TO DO:
Rewrite the data below so that every "clicks" becomes "points", leaving everything else as it is.

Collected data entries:
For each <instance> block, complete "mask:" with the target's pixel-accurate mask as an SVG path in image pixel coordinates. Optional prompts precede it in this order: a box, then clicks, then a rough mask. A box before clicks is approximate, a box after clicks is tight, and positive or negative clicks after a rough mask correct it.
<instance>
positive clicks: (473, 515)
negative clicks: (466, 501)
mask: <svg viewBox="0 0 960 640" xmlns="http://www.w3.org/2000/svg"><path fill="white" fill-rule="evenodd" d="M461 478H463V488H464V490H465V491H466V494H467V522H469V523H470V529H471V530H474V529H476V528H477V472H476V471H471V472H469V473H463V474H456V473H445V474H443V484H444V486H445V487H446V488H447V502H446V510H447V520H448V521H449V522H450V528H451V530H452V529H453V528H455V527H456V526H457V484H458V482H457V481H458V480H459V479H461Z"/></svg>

TASK SOLUTION:
For each <instance> block, complete "mask:" with the target's pixel-accurate mask as an SVG path in image pixel coordinates. Optional prompts precede it in this order: a box, then points, then a rough mask. A box before points is approximate, a box after points is tight, and positive or negative points after a rough mask correct it.
<instance>
positive points: (473, 515)
negative points: (466, 501)
mask: <svg viewBox="0 0 960 640" xmlns="http://www.w3.org/2000/svg"><path fill="white" fill-rule="evenodd" d="M461 478H463V488H464V490H465V491H466V494H467V522H469V523H470V529H471V530H474V529H476V528H477V472H476V471H471V472H469V473H463V474H456V473H445V474H443V484H444V486H445V487H446V488H447V502H446V510H447V520H448V521H449V522H450V528H451V530H452V529H453V528H455V527H456V526H457V484H458V482H457V481H458V480H459V479H461Z"/></svg>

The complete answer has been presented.